_RAW RECORDS_

--*--

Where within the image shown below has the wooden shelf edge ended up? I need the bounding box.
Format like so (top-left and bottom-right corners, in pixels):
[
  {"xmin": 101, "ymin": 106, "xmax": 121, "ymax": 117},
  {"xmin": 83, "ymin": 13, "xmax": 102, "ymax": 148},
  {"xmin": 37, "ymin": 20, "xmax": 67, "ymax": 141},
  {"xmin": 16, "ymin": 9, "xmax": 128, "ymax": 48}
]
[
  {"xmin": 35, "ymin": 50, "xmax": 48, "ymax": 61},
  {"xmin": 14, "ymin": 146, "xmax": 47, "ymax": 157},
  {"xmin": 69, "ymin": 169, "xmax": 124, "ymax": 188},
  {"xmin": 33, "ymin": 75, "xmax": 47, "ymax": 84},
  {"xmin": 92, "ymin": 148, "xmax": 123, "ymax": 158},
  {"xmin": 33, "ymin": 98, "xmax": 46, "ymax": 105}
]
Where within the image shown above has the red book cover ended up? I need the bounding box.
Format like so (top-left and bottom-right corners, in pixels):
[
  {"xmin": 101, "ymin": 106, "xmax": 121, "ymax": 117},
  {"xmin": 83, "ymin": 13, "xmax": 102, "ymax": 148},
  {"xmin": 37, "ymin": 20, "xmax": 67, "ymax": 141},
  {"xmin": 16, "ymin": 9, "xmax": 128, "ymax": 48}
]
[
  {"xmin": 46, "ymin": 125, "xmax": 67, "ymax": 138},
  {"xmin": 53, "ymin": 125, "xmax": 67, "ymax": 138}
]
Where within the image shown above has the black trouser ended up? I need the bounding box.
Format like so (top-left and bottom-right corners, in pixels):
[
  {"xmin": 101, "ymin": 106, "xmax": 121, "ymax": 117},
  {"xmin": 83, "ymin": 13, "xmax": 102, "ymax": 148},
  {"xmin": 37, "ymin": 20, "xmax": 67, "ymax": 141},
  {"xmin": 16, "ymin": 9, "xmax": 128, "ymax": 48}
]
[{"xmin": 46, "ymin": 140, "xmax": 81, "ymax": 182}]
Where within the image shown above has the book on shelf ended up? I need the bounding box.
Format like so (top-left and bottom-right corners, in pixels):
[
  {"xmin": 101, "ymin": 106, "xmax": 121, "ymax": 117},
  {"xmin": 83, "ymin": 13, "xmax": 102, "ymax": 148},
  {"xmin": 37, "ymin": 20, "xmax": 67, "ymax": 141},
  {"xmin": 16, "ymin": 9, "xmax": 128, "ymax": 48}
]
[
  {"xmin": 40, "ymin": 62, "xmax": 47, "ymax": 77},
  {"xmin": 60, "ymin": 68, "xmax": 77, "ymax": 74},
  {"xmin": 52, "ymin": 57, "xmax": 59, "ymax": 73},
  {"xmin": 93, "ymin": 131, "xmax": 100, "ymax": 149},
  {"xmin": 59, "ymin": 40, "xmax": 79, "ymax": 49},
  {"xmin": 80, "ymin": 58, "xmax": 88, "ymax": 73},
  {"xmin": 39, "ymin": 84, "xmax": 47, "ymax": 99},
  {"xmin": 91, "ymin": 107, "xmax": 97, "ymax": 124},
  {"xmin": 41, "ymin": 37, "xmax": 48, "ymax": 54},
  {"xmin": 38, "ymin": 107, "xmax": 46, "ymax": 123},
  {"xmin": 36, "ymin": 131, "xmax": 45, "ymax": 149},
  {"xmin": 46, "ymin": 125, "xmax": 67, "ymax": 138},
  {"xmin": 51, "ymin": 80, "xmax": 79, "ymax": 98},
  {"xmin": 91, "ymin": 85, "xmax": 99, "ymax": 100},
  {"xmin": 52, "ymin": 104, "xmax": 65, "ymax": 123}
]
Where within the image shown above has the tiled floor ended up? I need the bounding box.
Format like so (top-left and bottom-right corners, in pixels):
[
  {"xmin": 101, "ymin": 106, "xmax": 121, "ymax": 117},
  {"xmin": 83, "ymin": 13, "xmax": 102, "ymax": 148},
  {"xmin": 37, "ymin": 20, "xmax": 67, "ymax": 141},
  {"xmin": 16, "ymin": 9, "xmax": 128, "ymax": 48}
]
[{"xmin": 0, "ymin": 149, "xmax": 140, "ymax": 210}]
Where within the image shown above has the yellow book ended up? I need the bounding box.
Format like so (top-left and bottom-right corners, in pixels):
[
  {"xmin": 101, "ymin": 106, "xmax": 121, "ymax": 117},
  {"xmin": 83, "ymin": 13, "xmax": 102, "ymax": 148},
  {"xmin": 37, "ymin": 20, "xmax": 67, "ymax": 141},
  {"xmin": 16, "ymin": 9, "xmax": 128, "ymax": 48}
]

--*--

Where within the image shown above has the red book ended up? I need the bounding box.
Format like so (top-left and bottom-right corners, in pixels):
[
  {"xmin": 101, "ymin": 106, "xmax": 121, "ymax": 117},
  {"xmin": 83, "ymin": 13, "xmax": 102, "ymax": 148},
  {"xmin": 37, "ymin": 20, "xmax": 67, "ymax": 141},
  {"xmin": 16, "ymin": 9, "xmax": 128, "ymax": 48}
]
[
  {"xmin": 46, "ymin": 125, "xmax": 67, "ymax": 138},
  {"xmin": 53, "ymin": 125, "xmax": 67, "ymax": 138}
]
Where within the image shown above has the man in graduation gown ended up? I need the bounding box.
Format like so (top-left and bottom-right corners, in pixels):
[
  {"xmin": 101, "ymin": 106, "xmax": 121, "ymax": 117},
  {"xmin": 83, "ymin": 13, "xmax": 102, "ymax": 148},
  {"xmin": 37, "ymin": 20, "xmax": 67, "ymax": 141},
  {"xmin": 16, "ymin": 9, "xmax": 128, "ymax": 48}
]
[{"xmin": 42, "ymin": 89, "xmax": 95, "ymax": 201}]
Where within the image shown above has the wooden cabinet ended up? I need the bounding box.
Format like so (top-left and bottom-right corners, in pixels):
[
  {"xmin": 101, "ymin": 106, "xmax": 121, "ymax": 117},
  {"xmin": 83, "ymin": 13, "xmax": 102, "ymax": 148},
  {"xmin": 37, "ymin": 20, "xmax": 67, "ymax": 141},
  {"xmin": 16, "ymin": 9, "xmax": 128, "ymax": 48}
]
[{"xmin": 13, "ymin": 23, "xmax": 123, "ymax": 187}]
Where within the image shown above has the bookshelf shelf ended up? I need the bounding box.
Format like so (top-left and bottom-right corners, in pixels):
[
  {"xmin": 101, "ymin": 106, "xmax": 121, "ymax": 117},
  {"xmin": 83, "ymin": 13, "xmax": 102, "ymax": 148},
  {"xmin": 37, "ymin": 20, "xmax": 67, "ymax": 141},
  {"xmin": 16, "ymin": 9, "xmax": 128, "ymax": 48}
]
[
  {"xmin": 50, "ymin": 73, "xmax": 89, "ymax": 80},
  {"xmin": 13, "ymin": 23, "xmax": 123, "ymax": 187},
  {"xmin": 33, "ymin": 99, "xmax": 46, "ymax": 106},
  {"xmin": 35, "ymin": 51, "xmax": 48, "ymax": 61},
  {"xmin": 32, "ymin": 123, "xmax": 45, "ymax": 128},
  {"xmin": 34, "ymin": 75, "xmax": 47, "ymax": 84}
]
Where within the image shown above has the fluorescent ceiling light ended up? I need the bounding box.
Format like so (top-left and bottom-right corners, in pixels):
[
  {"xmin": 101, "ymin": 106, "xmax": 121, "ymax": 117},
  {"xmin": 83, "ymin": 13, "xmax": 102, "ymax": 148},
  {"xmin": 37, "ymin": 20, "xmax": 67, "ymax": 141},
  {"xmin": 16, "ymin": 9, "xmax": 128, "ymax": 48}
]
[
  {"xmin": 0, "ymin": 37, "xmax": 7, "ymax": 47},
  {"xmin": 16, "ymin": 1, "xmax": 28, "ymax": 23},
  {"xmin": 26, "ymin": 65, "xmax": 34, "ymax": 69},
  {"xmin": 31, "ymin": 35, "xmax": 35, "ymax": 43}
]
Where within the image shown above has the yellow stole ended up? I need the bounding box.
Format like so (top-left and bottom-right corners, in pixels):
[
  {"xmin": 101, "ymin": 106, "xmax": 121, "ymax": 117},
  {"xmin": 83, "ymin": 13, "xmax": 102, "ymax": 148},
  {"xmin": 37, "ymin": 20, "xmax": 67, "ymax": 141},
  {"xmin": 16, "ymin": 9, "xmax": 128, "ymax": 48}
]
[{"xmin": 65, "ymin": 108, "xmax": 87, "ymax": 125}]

--*--

_WHAT IS ASKED_
Count the lines in the records above that contain the word "need" and give only the number.

_EXERCISE RESPONSE_
12